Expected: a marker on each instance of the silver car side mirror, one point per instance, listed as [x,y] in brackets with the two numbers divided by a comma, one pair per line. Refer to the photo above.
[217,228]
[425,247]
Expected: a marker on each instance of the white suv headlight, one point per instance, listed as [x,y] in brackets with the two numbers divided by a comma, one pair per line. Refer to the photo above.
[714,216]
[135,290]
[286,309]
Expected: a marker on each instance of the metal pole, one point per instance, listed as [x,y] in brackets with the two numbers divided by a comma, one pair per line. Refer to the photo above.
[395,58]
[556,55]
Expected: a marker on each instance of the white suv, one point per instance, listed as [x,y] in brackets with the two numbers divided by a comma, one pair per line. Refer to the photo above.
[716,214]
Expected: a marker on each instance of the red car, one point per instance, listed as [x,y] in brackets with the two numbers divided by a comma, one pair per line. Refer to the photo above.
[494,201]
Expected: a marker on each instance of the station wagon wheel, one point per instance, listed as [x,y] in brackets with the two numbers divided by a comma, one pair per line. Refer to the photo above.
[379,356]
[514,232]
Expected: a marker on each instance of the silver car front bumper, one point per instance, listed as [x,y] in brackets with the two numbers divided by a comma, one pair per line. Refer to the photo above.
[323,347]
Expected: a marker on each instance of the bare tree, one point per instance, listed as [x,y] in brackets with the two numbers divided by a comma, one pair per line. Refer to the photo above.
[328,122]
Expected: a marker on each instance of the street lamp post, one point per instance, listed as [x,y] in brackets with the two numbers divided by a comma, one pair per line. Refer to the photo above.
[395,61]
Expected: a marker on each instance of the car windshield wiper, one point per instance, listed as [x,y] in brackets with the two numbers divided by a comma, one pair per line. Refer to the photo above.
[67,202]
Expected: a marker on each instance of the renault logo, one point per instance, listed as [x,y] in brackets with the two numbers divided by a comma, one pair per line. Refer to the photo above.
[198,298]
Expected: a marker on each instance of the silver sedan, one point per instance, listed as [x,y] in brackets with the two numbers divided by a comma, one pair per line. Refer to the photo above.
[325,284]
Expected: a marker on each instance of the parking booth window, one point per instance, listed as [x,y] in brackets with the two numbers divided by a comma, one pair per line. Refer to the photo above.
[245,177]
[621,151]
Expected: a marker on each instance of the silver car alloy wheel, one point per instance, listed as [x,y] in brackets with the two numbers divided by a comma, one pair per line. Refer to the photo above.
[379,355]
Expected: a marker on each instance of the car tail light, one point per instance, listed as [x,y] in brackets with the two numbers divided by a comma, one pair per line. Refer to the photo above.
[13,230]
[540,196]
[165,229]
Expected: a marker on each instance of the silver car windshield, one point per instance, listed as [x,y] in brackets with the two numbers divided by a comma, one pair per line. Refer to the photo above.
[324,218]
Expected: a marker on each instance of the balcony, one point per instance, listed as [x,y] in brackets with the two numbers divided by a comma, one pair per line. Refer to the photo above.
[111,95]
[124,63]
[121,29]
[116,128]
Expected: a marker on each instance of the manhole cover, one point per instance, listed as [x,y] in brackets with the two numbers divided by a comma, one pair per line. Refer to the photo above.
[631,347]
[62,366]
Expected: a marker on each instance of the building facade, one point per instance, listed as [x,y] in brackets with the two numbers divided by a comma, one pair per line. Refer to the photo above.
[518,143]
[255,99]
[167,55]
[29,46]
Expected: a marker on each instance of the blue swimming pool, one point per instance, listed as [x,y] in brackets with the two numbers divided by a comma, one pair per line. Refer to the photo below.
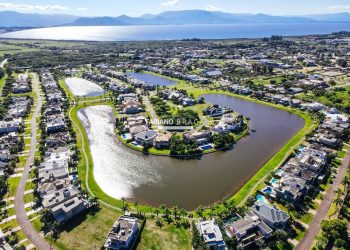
[267,190]
[279,172]
[260,197]
[206,147]
[274,181]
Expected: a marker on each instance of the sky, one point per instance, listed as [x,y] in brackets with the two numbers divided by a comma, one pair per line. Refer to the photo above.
[140,7]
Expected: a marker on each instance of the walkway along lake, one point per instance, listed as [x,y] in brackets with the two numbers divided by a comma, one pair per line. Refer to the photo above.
[83,88]
[152,79]
[123,172]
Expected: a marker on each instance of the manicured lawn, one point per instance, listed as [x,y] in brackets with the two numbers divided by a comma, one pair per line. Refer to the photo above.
[28,198]
[2,82]
[9,225]
[167,237]
[341,154]
[87,231]
[29,185]
[13,183]
[306,218]
[267,81]
[331,98]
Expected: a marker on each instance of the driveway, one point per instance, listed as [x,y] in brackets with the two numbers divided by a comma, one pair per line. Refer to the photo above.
[315,226]
[32,235]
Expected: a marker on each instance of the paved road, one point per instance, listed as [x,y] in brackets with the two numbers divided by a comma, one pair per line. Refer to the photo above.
[34,237]
[2,64]
[150,108]
[315,226]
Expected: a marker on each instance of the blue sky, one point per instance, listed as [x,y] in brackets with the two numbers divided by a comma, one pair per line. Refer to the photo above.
[139,7]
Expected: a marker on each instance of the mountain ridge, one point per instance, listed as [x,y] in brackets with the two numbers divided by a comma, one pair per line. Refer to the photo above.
[17,19]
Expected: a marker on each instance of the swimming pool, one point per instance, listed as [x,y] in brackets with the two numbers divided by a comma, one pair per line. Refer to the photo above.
[274,181]
[279,172]
[267,190]
[206,147]
[260,197]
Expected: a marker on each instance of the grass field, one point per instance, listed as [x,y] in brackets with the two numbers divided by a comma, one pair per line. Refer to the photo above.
[13,49]
[332,98]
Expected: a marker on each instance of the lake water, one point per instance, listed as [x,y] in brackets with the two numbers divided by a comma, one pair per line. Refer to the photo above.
[123,172]
[83,88]
[173,32]
[152,79]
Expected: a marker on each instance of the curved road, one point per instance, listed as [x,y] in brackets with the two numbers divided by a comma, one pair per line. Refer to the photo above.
[33,236]
[315,226]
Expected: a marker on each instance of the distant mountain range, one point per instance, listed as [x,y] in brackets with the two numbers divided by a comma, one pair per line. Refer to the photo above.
[16,19]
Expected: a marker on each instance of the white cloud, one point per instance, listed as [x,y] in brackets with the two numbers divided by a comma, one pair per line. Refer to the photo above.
[28,7]
[212,8]
[82,9]
[339,7]
[170,3]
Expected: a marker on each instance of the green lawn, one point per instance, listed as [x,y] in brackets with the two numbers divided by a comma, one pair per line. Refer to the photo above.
[87,231]
[337,97]
[267,81]
[167,237]
[13,183]
[13,49]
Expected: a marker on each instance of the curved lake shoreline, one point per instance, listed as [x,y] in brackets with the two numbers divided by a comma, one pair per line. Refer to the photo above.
[80,87]
[157,180]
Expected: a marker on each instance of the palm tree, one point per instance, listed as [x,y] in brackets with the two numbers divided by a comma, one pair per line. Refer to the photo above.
[175,212]
[167,213]
[200,211]
[290,207]
[183,212]
[136,204]
[156,211]
[163,208]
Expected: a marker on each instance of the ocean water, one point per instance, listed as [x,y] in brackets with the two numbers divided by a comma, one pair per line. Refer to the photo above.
[174,32]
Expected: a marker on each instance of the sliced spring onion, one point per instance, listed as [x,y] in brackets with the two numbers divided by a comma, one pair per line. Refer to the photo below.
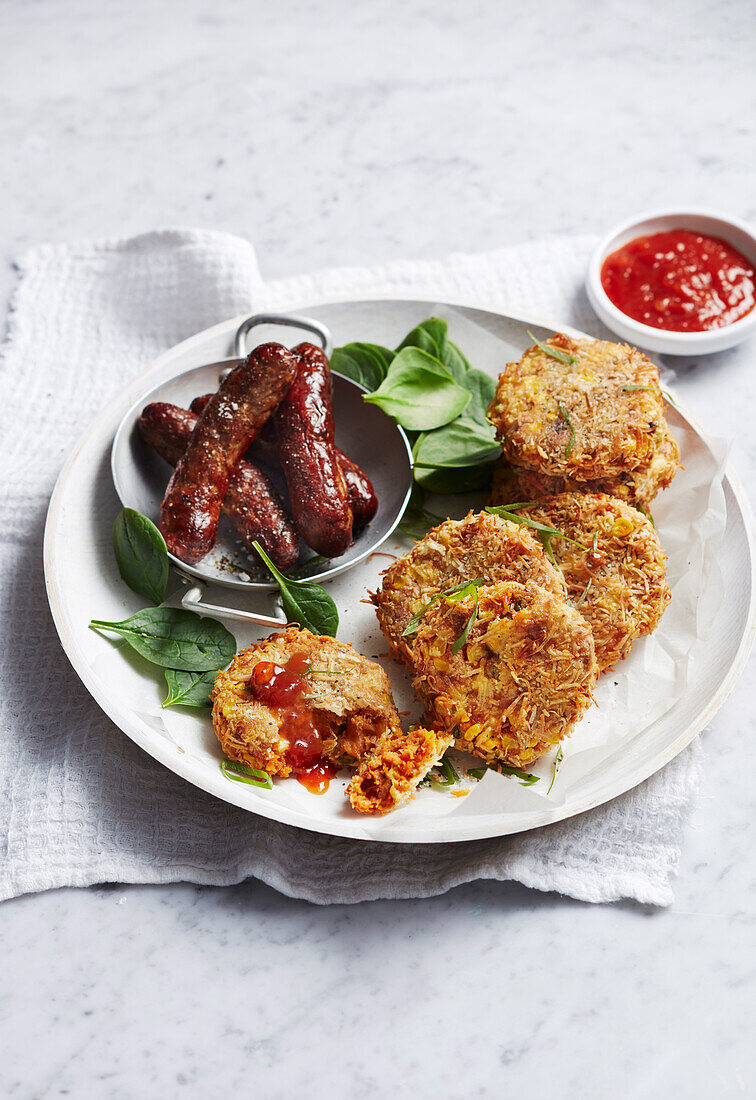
[561,356]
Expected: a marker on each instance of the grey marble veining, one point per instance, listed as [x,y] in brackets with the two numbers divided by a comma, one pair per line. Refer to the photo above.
[330,134]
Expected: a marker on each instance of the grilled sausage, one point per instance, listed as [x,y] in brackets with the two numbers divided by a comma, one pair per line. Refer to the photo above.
[304,428]
[362,498]
[251,503]
[230,421]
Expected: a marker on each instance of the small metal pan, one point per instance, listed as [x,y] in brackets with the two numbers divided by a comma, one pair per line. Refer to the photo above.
[363,431]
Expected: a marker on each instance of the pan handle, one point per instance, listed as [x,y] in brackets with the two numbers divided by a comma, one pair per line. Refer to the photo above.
[292,320]
[193,602]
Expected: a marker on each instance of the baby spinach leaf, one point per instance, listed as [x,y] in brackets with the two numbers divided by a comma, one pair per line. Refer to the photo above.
[175,638]
[482,387]
[418,392]
[141,554]
[362,362]
[463,442]
[305,603]
[188,689]
[428,336]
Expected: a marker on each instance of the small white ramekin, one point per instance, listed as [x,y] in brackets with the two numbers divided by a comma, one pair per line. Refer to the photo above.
[667,342]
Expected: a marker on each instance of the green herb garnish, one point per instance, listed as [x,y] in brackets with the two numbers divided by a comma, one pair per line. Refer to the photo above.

● BRIEF
The lines wanted are those from the one with "Expected: a marker on each instance of the small white" through the last line of the records, repeated exactly and with both ends included.

● RESULT OF THE TASK
Expected: a marker on each instance of the small white ramekin, one point per instance, listed as [x,y] in brackets with the two numbers divided by a comma, one pair per line. Refer to the photo above.
[667,342]
Expected: a marker on each instance of the green herb garnish, one point per instance, listed as [x,y] in brackets with the two numbers divided by a comma, one pair per line. Refer to the photo above.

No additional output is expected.